WRITTEN TASK>
Pull out every line of the items below that contains the word "rear", and copy each of those lines unchanged.

━━━ THE RECORDS

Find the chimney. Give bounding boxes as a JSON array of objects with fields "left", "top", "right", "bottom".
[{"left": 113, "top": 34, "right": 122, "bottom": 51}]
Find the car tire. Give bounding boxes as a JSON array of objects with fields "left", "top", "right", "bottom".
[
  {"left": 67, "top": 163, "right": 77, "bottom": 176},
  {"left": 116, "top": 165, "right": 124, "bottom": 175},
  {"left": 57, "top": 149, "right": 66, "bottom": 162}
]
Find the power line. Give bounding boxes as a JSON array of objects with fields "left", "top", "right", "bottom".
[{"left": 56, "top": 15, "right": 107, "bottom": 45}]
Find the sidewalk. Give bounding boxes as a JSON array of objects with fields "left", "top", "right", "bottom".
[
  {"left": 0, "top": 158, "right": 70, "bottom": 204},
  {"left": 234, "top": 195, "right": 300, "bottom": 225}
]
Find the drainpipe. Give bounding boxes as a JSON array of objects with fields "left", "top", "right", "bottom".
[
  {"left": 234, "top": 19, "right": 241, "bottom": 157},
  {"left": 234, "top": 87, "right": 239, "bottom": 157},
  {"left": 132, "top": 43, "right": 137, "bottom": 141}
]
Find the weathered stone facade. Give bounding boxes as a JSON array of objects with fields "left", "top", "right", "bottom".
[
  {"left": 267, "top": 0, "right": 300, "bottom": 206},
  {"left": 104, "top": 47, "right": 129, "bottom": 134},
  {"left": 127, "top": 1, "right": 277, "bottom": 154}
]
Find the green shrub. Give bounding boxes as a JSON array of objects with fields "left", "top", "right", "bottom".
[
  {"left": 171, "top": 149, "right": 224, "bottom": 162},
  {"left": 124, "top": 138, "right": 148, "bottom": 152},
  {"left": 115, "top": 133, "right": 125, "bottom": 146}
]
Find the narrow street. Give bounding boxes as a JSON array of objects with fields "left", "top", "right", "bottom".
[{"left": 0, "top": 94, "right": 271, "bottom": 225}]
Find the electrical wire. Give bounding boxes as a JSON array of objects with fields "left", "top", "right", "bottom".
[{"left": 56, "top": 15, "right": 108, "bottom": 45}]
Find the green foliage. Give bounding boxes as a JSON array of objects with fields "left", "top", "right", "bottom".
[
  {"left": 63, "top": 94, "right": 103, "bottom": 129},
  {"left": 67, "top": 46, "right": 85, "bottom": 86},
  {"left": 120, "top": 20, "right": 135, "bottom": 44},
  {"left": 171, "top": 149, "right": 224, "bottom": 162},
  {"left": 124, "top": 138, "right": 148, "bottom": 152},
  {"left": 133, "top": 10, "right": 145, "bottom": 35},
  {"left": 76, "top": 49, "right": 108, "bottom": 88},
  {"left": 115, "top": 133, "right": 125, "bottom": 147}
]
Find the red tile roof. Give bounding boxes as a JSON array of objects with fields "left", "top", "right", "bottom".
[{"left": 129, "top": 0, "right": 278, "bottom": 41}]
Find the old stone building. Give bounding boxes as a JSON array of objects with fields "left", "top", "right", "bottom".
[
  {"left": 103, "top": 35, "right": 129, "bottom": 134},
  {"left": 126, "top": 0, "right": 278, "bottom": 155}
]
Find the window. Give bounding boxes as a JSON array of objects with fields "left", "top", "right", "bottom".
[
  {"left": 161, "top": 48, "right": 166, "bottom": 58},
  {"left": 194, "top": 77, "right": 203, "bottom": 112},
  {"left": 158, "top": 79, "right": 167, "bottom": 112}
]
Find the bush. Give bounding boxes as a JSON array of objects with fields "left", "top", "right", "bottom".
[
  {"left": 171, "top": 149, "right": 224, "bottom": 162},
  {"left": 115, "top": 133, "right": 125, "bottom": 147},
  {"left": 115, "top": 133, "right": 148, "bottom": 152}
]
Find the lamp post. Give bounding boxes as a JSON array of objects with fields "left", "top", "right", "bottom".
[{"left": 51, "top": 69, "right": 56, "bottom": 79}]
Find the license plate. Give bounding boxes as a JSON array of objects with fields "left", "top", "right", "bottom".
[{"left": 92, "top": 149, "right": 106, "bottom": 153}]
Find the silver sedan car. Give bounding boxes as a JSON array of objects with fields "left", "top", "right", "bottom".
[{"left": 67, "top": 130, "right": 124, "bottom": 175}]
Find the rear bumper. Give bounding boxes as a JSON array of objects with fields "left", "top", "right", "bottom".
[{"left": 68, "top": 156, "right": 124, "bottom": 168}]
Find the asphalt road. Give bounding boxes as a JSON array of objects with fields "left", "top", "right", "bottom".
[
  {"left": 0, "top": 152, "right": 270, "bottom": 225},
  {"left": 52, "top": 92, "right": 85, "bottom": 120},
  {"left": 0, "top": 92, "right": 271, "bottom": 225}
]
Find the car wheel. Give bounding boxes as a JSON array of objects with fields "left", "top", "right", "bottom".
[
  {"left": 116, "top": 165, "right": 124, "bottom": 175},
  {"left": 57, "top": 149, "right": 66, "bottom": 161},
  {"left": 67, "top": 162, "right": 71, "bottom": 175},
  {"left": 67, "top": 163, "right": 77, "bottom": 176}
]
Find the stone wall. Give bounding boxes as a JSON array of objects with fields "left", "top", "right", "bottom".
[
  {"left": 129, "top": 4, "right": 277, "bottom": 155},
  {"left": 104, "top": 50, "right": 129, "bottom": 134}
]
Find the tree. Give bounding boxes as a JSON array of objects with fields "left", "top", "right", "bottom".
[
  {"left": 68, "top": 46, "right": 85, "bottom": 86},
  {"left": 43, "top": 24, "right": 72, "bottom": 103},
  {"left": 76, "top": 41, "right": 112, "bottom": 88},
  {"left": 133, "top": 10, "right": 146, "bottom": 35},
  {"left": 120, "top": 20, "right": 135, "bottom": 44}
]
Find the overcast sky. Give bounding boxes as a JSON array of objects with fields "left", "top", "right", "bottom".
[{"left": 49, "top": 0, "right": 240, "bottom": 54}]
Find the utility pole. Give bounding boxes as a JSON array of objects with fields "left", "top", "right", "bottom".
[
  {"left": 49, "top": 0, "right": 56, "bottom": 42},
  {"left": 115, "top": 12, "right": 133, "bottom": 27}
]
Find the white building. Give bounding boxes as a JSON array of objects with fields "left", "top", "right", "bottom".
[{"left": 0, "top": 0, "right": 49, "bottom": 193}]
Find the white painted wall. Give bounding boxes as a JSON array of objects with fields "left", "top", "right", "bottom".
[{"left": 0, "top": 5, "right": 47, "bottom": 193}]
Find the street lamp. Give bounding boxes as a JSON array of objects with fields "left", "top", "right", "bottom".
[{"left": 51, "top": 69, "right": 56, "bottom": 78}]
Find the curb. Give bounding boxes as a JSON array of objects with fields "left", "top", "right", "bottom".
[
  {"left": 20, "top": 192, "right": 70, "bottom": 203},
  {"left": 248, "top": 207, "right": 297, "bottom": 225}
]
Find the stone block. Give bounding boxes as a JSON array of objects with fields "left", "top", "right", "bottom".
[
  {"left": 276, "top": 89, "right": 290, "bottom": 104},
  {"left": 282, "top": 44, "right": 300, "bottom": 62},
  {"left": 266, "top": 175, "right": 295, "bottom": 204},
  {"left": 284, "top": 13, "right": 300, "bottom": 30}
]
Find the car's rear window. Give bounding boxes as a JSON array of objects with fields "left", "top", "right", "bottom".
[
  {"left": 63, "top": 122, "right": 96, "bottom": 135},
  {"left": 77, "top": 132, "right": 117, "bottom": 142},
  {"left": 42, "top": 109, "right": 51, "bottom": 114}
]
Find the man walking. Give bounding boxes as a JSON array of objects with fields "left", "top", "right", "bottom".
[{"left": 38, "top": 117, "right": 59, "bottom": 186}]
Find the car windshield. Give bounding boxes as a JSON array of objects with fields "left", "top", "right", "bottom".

━━━━━━

ANSWER BELOW>
Find the rear bumper. Give bounding boxes as a JSON array of objects with fields "left", "top", "right", "bottom".
Find the car's rear window. Give bounding boxes as a JSON array of objects with fields "left", "top", "right", "bottom".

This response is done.